Could you copy, word for word, only the lines from the one containing "If you could put a point on the long" through the last line of the records below, both included?

[Referring expression data]
....

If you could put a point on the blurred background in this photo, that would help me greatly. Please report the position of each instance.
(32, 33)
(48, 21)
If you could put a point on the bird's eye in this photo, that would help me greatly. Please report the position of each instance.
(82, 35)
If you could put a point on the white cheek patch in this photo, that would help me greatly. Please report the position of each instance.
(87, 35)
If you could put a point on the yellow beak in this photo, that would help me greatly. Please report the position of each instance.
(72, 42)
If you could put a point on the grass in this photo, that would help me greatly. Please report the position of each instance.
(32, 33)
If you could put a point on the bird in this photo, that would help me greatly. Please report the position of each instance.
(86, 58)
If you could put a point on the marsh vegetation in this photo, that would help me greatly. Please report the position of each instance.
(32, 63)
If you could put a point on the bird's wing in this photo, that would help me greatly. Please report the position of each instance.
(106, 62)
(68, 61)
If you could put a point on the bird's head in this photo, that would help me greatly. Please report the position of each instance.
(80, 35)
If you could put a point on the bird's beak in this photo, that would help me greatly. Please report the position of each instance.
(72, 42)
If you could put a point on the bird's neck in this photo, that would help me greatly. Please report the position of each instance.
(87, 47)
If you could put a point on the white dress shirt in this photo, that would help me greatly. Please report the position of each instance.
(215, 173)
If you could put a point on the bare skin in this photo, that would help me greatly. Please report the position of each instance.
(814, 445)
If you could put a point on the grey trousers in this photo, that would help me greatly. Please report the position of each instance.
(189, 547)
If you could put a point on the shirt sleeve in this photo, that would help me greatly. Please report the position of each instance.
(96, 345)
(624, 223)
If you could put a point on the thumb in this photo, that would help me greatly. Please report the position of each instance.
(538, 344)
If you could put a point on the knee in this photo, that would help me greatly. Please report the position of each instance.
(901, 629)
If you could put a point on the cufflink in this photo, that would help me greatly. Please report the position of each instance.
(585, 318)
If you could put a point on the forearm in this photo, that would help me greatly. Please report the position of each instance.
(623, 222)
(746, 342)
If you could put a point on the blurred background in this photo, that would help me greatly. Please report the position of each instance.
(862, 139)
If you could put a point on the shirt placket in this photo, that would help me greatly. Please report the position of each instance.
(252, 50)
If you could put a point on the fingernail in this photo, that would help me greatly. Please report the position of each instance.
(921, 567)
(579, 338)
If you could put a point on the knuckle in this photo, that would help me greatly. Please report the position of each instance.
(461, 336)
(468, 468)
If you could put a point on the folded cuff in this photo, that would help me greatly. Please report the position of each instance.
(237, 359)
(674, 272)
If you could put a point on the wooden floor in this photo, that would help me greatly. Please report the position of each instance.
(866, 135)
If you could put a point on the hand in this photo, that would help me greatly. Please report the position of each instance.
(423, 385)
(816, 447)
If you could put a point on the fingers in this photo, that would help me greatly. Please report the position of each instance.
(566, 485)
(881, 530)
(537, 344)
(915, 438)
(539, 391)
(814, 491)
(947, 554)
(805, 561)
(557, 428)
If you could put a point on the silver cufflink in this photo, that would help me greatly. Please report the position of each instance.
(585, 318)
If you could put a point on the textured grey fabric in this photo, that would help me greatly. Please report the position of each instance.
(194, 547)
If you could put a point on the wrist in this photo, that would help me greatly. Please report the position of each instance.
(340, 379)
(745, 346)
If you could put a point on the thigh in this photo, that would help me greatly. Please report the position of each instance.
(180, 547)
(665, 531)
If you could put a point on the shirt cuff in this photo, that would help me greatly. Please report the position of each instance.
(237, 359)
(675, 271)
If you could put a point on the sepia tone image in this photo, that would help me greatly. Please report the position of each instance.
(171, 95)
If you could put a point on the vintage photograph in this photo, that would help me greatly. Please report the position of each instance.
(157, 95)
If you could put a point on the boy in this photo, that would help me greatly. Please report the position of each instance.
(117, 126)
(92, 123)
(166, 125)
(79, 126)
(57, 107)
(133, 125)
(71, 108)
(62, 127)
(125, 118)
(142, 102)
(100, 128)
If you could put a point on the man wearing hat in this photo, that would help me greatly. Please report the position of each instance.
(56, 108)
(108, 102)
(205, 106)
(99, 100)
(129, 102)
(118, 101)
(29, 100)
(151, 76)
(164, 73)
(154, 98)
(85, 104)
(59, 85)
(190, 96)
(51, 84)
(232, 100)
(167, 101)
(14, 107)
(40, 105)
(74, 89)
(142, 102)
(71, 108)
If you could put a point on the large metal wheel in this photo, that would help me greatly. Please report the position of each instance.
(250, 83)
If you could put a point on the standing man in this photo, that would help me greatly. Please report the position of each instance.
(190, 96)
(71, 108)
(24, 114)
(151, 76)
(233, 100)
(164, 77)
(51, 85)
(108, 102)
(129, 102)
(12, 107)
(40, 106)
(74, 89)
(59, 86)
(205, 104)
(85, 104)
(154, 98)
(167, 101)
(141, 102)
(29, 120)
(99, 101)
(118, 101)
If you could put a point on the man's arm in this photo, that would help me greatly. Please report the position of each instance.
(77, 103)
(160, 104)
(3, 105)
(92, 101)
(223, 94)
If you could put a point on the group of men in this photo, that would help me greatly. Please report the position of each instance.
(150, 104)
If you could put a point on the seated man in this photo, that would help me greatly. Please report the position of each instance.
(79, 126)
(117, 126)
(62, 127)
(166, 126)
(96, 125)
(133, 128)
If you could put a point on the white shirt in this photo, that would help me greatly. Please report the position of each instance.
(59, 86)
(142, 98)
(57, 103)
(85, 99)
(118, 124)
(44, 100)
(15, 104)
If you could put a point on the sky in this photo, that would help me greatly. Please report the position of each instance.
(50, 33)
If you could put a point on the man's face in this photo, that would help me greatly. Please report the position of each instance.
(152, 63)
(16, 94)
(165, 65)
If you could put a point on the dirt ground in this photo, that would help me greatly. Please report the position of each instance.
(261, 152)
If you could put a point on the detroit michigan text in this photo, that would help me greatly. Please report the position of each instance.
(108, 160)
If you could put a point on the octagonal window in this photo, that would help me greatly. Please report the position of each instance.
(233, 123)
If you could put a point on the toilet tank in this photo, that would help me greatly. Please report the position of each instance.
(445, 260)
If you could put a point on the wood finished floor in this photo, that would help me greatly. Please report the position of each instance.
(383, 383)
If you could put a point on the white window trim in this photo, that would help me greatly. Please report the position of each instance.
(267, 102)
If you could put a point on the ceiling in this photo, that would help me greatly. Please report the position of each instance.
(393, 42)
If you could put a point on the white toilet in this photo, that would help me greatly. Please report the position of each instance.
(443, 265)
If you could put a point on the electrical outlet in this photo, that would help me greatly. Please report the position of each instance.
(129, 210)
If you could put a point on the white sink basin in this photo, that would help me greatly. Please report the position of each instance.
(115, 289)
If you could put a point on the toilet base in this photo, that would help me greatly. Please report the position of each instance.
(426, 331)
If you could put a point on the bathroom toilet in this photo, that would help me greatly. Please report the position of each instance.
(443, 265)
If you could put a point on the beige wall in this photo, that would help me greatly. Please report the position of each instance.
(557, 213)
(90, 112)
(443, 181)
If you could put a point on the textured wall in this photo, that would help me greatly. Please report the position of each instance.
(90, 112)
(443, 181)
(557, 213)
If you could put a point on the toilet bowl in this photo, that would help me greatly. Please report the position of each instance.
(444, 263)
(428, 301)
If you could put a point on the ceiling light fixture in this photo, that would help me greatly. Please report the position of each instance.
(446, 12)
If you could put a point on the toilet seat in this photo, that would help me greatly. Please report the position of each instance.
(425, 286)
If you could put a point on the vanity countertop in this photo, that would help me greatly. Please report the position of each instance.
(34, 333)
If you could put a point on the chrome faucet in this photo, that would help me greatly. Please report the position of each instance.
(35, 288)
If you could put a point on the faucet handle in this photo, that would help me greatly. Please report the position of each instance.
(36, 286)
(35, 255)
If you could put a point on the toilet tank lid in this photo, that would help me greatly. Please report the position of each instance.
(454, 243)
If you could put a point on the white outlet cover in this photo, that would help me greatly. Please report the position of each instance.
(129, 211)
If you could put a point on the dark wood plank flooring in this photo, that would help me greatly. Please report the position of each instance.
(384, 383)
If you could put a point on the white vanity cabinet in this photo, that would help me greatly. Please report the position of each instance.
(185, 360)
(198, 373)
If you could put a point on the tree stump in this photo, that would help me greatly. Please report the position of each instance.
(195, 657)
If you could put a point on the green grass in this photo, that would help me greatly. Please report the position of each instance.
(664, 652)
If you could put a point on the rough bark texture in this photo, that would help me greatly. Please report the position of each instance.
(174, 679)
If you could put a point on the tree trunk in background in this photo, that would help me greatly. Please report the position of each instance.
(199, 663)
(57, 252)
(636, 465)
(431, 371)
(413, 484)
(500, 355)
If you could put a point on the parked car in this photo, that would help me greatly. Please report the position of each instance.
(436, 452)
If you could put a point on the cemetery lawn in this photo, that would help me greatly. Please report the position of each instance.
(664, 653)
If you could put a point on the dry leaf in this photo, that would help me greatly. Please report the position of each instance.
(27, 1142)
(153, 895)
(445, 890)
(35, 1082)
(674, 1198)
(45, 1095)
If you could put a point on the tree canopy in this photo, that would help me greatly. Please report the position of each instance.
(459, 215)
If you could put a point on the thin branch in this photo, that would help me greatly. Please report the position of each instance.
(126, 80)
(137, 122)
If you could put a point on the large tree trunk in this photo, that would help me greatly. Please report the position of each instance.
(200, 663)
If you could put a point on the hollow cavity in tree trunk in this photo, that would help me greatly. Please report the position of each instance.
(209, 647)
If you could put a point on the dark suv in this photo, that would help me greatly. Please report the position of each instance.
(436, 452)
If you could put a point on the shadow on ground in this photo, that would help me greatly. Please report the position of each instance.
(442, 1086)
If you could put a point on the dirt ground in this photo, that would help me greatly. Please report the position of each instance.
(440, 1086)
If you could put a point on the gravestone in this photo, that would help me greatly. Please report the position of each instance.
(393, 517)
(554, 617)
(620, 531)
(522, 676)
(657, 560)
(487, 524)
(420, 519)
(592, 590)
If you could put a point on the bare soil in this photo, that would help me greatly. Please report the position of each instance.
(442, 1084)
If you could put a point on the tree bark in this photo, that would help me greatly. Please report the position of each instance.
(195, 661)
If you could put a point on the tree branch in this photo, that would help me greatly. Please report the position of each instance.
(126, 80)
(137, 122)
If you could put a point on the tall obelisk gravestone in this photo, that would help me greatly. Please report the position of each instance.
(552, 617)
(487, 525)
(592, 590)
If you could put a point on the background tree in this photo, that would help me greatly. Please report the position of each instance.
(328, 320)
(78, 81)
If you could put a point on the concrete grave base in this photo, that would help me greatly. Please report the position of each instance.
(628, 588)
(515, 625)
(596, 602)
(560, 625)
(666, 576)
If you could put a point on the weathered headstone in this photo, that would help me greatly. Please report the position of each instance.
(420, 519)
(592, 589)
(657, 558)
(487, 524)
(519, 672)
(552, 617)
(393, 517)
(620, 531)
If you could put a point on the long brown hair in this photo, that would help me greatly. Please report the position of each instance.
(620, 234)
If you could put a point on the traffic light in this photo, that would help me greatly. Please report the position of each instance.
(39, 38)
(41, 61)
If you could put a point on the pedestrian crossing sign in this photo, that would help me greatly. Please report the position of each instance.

....

TASK OUTPUT:
If you could put a point on the long brown hair in this photo, that would help me greatly. Please report the position of each instance.
(620, 234)
If you could put a point on the traffic light in this photo, that would help me greatly. Please report the position of each instance.
(39, 38)
(41, 61)
If you could put a point on the pedestrian crossing sign in this photo, that would help me greatly. Please report the position of each instance.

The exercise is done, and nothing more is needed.